Exercises to complete:
1. In the review of Lieven's book, what does the climate crisis serve as for Lieven?
2. Extend the review of Lieven's book, picking up after its last sentence.

The new politics: Vladimir Putin, Xi Jinping and Alexandria Ocasio-Cortez offer different paths the coronavirus pandemic.
Does that render Lieven’s book irrelevant? It might, if you took the title too literally and read it first and foremost as a book about climate change. But to do so would be to misunderstand Lieven’s intent.
Lieven’s métier is as a thinker of politics and international relations. He has a wideranging vision. As he tells us in several places in the book, he has reported from across post-Soviet Russia, Washington, DC, Pakistan and the Middle East. He is clearly stirred by the climate emergency. But this book is not really about global warming. Nor is it about energy policy, though Lieven does have strong opinions on the nuclear question. For Lieven the climate crisis serves as a diagnostic test. It poses the question of who we are in political terms. It exposes the antiquated strategic thinking that prioritises a new cold war over the very survival of states in their current form. It reveals the unsustainability of rampant market capitalism. The willingness of economists to discount the future of our progeny is for Lieven the mark of nothing less than the degeneracy of our culture.

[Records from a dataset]
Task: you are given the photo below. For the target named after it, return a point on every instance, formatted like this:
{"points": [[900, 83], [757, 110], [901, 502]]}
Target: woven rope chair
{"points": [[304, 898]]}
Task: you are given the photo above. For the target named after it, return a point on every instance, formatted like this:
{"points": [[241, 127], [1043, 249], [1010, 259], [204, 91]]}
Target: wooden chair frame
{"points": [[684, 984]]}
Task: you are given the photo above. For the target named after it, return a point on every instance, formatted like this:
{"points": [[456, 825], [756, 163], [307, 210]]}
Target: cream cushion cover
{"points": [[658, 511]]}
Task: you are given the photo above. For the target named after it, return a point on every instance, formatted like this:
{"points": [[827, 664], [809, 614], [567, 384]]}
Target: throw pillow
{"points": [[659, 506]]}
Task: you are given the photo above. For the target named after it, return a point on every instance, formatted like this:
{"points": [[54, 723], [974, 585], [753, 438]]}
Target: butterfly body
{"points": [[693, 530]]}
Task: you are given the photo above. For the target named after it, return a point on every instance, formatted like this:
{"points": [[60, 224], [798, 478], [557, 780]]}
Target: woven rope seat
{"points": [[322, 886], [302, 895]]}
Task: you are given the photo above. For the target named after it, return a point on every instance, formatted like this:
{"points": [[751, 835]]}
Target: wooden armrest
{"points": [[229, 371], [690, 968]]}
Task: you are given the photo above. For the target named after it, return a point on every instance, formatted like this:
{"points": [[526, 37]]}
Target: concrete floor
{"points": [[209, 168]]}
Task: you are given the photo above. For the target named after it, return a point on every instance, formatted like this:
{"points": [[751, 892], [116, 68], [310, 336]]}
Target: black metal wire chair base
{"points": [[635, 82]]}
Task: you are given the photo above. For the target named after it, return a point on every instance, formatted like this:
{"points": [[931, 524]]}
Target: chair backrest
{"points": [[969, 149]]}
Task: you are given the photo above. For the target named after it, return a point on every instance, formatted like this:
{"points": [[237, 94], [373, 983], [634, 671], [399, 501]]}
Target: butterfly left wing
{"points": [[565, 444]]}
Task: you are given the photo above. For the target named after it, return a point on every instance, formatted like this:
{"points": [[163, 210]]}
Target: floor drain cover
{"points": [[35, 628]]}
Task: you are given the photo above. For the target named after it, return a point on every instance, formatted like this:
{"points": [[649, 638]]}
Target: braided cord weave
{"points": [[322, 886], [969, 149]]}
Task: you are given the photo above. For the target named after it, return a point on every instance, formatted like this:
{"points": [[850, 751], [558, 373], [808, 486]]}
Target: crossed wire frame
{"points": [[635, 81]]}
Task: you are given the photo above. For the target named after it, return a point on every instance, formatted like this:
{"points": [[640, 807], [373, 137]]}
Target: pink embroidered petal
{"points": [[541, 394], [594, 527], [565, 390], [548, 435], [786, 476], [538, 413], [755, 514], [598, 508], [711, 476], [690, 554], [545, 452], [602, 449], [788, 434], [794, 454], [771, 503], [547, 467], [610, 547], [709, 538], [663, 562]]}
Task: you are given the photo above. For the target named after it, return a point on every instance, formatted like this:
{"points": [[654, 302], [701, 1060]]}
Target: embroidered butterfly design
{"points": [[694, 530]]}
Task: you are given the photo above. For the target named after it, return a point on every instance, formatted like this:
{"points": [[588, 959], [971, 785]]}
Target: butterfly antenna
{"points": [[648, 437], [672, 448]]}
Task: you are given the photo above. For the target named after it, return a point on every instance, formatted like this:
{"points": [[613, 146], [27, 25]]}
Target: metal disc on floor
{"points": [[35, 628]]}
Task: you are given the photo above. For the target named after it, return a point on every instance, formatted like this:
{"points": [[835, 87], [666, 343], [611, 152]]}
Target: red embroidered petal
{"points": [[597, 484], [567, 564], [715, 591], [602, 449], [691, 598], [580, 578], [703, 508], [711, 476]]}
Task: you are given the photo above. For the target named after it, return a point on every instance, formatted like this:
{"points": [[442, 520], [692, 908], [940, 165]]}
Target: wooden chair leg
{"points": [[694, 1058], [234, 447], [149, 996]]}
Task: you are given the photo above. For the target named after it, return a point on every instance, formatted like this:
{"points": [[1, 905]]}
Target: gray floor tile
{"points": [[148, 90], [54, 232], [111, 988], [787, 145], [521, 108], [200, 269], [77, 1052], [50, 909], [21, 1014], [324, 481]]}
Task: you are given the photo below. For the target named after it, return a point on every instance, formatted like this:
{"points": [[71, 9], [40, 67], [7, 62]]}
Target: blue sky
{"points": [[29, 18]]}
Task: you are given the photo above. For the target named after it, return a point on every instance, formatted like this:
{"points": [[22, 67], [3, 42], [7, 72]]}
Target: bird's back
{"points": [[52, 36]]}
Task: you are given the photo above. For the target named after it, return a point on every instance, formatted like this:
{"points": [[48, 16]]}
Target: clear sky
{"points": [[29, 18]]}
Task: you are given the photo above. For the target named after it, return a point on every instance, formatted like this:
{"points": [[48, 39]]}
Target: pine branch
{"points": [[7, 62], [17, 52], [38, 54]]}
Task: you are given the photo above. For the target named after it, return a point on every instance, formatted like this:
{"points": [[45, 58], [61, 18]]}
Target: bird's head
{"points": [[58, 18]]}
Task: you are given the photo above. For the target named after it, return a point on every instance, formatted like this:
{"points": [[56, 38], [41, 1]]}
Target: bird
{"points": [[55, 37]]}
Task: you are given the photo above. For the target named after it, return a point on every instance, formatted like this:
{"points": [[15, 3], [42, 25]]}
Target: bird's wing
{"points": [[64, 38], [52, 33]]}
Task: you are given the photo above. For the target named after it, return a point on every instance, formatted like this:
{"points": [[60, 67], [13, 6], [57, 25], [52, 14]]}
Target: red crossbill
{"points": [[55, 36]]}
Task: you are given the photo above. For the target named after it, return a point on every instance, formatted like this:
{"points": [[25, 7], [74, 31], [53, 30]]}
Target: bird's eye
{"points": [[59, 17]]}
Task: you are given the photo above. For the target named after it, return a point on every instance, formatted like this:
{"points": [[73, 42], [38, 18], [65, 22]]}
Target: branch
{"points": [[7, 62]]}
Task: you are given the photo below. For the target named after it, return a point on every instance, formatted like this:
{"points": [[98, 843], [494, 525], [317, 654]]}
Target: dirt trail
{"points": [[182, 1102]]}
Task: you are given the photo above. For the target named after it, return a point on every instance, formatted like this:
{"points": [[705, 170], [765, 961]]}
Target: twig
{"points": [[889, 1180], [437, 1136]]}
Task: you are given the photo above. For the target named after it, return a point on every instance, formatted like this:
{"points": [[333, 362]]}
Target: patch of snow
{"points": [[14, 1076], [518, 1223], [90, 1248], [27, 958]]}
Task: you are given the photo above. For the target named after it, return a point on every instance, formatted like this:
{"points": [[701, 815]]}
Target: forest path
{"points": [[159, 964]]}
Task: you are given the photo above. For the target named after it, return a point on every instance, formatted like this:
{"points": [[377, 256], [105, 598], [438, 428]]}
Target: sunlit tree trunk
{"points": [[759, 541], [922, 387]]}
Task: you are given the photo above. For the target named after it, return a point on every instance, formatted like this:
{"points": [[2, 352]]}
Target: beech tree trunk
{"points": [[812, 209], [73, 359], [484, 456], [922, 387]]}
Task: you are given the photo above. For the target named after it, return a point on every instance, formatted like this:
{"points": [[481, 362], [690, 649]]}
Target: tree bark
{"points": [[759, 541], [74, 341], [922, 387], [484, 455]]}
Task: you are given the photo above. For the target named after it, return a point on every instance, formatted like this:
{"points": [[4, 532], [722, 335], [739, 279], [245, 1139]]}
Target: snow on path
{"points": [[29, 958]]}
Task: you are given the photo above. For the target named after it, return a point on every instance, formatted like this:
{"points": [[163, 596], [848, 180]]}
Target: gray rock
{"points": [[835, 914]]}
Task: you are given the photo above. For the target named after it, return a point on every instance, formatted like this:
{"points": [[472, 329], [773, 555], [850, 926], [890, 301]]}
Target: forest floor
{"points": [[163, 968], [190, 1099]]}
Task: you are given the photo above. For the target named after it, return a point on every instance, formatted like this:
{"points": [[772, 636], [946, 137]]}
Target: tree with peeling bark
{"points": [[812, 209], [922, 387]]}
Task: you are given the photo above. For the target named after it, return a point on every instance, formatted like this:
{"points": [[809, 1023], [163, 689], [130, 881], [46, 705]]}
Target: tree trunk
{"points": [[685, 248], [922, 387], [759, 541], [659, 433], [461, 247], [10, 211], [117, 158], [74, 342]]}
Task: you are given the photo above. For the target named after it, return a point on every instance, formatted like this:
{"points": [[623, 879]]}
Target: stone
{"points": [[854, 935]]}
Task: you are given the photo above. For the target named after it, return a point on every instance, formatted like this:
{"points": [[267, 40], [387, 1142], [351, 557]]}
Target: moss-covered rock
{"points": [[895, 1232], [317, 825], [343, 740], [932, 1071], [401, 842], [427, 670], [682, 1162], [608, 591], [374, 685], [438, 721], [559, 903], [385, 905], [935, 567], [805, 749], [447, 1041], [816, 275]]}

Per-task answers:
1. A diagnostic test.

2.
The coming distributional struggles compound our political and social divisions. Will we sacrifice our ideological hobbyhorses for the sake of doing whatever it takes to prevent climate catastrophe? The sheer bleakness of the future challenges our capacity for realism. The climate crisis is a test of our character. And Lieven does not like what it reveals.
Lieven strikes a pose beloved of self-proclaimed realists, placing himself between the do-nothing, know-nothing right and the radicals of the climate left. Lieven’s sympathy is with the left, which he thinks grasps the seriousness of the emergency. He agrees that there needs to be a social transformation. But to Lieven’s mind the transformation they envision is unrealistic and their politics are self-defeating. The priority they give to the interest of a rainbow coalition of minorities antagonises the white, male working class. Their support for open borders is an empty cosmopolitanism that is both off-putting and unrealistic in practice.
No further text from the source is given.